## WHAT TO DO
Copy the following records exactly as they appear, line for line, with nothing altered.

## SUPPLIED INFORMATION
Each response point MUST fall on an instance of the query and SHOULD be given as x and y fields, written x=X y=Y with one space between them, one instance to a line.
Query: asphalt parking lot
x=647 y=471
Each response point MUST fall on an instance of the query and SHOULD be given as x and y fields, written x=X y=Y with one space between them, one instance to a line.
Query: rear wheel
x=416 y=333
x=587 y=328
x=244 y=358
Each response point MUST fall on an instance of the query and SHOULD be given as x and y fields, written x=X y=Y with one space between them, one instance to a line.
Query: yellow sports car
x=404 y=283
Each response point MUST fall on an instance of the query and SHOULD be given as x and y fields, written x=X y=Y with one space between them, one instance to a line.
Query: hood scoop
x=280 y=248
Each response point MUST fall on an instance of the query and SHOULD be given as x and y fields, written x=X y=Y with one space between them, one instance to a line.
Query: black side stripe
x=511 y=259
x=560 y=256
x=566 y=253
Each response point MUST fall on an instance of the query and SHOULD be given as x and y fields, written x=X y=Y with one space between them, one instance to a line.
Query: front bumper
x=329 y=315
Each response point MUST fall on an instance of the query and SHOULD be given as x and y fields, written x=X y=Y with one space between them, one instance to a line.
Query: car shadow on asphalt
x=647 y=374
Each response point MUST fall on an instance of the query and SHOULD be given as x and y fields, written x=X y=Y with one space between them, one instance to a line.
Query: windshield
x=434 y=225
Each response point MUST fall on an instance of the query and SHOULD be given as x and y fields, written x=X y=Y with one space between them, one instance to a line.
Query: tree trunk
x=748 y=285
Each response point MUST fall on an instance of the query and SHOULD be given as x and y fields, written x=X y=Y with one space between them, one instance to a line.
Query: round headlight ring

## ANSWER BELOW
Each response point MUST fall on an instance of the query and SHOULD be given as x and y fields, written x=X y=Y with one space between them, one instance to a line.
Query: asphalt parking lot
x=647 y=471
Each response point MUST fall on an instance of the query and SHOULD be given as x and y fields, written x=X y=Y with one space between them, one instance to a line.
Query: rear wheel
x=416 y=333
x=587 y=328
x=244 y=358
Each response point MUST fall on an instance of the query and SHOULD be given as x and y fields, written x=X y=Y with one space between them, one instance to a line.
Query: yellow sports car
x=404 y=283
Each response point MUST fall on an instance of the query and SHOULD be given as x and y fields, written x=X y=Y with one space between them, one instance to a line.
Query: hood scoop
x=280 y=248
Each response point MUST fall on an instance of the query and SHOULD be given as x and y fields, written x=X y=Y with one space between them, one instance to a line.
Query: black side stripe
x=511 y=259
x=560 y=256
x=566 y=253
Each response point MUST fall on an instance of the query and SHOULD be given as x and y fields, written x=X y=Y with one space between them, one instance to a line.
Query: front bumper
x=329 y=315
Each response point MUST fall on an instance of the query and SHOULD be given as x and y fields, written x=X y=Y with one space between them, one instance to a line.
Query: car shadow on asphalt
x=647 y=374
Each response point MUST fall on an instance of the query and SHOULD be given as x and y fields, written x=X y=Y with one space between them, one instance to a line.
Query: windshield
x=434 y=225
Each response point MUST fall on an instance of the query and SHOULD be given as x and y fields, written x=X y=Y with one space between them, one instance to a line.
Query: tree trunk
x=748 y=285
Each response point MUST fall on an instance of the query and SHOULD be given as x and y fields, written x=X y=Y with one space between them, one instance to a line.
Query: round headlight ring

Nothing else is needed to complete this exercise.